Given records.
╔══

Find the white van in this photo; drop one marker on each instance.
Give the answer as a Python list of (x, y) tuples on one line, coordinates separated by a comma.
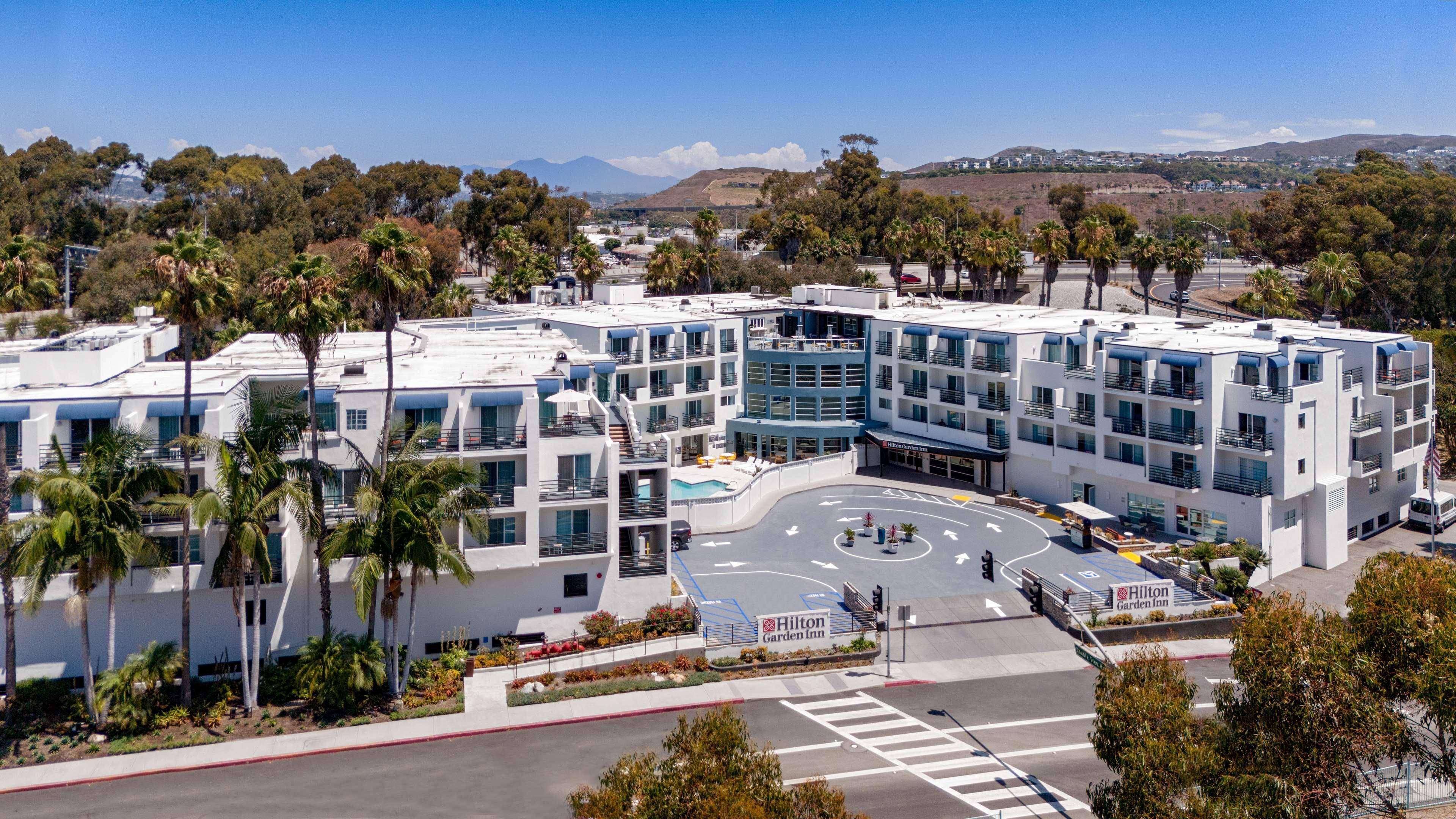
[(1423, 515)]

╚══
╔══

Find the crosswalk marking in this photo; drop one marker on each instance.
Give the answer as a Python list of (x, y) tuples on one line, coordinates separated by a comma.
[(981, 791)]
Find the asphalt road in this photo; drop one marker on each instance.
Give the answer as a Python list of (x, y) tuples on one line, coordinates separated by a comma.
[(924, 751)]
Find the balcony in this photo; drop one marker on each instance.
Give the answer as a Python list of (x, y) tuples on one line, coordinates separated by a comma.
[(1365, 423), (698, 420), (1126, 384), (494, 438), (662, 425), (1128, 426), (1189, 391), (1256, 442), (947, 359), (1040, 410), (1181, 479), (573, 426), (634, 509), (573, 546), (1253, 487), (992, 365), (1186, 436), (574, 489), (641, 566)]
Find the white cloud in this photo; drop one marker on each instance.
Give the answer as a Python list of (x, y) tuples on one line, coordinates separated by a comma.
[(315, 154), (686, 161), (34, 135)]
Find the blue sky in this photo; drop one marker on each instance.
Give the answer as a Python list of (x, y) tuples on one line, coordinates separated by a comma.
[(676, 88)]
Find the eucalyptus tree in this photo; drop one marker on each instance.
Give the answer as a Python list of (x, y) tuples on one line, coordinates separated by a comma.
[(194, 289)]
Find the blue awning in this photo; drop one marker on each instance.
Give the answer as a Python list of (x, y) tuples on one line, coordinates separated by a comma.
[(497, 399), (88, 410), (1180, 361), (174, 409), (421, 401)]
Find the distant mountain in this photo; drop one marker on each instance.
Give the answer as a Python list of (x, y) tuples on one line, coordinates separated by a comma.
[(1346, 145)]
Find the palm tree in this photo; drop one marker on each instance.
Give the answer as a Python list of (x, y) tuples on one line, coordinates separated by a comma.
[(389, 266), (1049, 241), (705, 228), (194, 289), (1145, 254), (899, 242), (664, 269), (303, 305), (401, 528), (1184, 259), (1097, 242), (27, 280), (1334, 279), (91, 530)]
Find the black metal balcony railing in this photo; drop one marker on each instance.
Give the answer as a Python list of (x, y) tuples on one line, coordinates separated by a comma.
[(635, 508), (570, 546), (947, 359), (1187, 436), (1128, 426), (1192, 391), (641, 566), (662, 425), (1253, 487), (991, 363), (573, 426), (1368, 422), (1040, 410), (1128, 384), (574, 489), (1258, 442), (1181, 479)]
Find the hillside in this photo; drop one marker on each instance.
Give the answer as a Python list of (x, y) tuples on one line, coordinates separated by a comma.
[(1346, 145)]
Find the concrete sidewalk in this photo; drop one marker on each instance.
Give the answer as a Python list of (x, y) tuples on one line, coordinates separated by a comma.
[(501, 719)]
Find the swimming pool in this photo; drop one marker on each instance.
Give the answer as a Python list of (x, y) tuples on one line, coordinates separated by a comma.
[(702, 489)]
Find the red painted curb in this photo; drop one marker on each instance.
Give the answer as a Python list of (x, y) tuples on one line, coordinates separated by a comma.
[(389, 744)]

╚══

What you have to do.
Count the lines above that contain the word "balcony", matching case exactly. Give only the number.

Written answer.
2